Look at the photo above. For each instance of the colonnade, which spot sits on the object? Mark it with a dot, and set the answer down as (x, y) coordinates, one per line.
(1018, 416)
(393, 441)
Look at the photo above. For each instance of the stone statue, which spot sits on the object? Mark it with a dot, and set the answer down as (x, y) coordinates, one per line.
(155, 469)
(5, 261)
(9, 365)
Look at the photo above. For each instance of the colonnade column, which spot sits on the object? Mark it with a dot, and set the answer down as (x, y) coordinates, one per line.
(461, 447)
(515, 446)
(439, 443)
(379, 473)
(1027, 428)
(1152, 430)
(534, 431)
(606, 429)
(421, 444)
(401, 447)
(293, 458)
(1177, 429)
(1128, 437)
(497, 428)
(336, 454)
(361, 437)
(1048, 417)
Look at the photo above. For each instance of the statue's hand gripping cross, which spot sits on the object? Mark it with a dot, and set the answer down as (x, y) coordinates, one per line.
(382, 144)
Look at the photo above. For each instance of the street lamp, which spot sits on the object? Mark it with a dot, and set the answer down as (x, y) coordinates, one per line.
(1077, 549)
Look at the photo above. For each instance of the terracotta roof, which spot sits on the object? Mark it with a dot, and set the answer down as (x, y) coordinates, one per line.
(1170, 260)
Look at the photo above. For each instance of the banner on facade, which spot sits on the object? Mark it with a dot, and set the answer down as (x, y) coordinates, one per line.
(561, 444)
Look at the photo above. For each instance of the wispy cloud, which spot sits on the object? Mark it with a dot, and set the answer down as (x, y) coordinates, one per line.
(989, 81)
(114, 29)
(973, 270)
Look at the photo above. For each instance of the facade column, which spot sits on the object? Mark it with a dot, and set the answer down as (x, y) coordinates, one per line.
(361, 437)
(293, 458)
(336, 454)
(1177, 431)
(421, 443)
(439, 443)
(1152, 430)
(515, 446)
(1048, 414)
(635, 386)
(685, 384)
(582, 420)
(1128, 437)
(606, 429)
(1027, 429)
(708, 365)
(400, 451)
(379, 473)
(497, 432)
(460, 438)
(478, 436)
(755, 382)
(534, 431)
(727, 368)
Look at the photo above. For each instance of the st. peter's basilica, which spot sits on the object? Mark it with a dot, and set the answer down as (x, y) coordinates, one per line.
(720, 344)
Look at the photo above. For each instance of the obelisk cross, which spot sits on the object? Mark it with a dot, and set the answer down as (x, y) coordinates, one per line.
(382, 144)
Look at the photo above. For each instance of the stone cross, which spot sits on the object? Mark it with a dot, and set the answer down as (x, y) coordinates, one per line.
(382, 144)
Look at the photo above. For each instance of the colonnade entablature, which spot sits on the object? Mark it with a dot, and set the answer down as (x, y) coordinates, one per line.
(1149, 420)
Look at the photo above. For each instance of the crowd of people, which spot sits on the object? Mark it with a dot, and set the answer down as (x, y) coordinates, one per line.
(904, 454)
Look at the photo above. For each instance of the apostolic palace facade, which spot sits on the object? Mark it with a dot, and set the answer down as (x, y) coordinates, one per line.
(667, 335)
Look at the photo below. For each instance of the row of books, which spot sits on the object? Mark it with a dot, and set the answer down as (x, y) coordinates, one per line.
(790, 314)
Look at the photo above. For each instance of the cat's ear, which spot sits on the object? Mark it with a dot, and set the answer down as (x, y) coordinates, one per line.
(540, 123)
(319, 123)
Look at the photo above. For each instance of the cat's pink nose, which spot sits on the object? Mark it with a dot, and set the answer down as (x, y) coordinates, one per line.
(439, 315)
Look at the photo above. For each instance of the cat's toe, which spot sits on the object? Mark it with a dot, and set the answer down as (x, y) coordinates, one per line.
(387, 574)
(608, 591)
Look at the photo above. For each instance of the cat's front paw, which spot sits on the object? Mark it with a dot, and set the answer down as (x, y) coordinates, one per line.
──────
SET PROBLEM: Extract every entry in the listing word for word.

ANSWER BELOW:
Look at the photo above. For each instance of the colonnade, which spot sits on the object? Mark it with a dot, and set the answer down as (x, y) coordinates, one per line.
(1018, 416)
(393, 441)
Look at the photo above. For each instance of the stone statue, which spot sits on the object? Mark it with a dot, and set the answer down as (x, y) coordinates, one per line.
(155, 469)
(5, 261)
(9, 365)
Look at the photo above. For each instance of the colonnade column, which spot sits on the object? Mark it with a dot, and set the answer down as (x, y) coordinates, one per line.
(461, 447)
(515, 446)
(439, 443)
(379, 473)
(1027, 428)
(1152, 430)
(534, 431)
(606, 429)
(421, 444)
(401, 447)
(293, 458)
(1177, 429)
(1128, 437)
(497, 428)
(336, 454)
(361, 437)
(1048, 417)
Look at the photo above. For each instance of the statue's hand gripping cross, which spot sits on the object? Mark it with a dot, and set the answer down as (x, y) coordinates, one per line.
(382, 144)
Look at the photo above. For each instance of the street lamp, which spot sits on the object? Mark it with a dot, and set the answer down as (x, y) coordinates, one per line.
(1077, 549)
Look at the photo above. For each instance of the terracotta roof, which spot sits on the object? Mark it with a dot, and set the answer down as (x, y) coordinates, one per line.
(1170, 260)
Look at the photo above. For each instance of the banner on facade, which spot sits on the object? Mark it with a dot, and set the answer down as (x, y) coordinates, one per line.
(561, 444)
Look at the photo above. For each instance of the wispy cloud, which spot sits on the object? Mark it with a dot, and set the answer down as (x, y) coordinates, one per line.
(989, 81)
(114, 29)
(973, 270)
Look at the photo above. For each instance of the facade column, which spot sits on the object? Mark it with a dot, and set the answer down as (x, y) coordinates, one per line.
(361, 437)
(293, 458)
(336, 454)
(1177, 431)
(421, 443)
(439, 443)
(1152, 430)
(515, 446)
(1048, 414)
(635, 386)
(685, 384)
(582, 420)
(1128, 437)
(606, 429)
(1027, 429)
(708, 365)
(400, 451)
(379, 473)
(497, 432)
(460, 438)
(478, 436)
(755, 382)
(534, 431)
(727, 368)
Look at the photo above. For each instance of the st. peter's basilica, which spot sits on the object? Mark it with a dot, and set the answer down as (x, y) coordinates, one per line.
(720, 344)
Look at the photo above. For each instance of the obelisk cross, which spot sits on the object? Mark it with a dot, and set the answer down as (x, y) coordinates, one per line.
(382, 144)
Look at the photo above. For each instance of the stone cross, which spot sits on the object? Mark it with a dot, and set the answer down as (x, y) coordinates, one per line.
(382, 144)
Look at the photo above. For each instance of the colonnade entablature, which spot sits on the object? Mark it with a dot, and set the answer down as (x, y) coordinates, one per line.
(1149, 420)
Look at the photo above. For each instance of the crowd of people, which spot sits on the object? Mark it with a dot, and set the answer down as (x, y) coordinates, one per line.
(904, 454)
Look at the photo above. For each instance of the apostolic palace facade, which spot sits on the object? Mark it with a dot, and set the answer down as (x, y) coordinates, one per line.
(667, 335)
Look at the photo below. For each instance of the row of books, which spot sits on the object? Mark it with a dot, and set the answer down as (x, y) coordinates, one per line.
(790, 314)
Look at the photo above. For each instance of the cat's ear, which spot sits on the object? Mark it with a dot, and set the answer down as (x, y) coordinates, one per line.
(540, 123)
(319, 123)
Look at the photo above. For each instance of the cat's pink nose, which spot sits on the object? Mark it with a dot, and set the answer down as (x, y) coordinates, one per line.
(439, 315)
Look at the photo above. For each instance of the cat's toe, which spot sits on the object? Mark it with a dot, and set the answer down as (x, y) coordinates, one per line.
(387, 574)
(608, 591)
Look at the photo above. For each instance of the cat's front paw, which spot sits on the object? Mark it with a dot, and set the answer down as (x, y) coordinates, one per line.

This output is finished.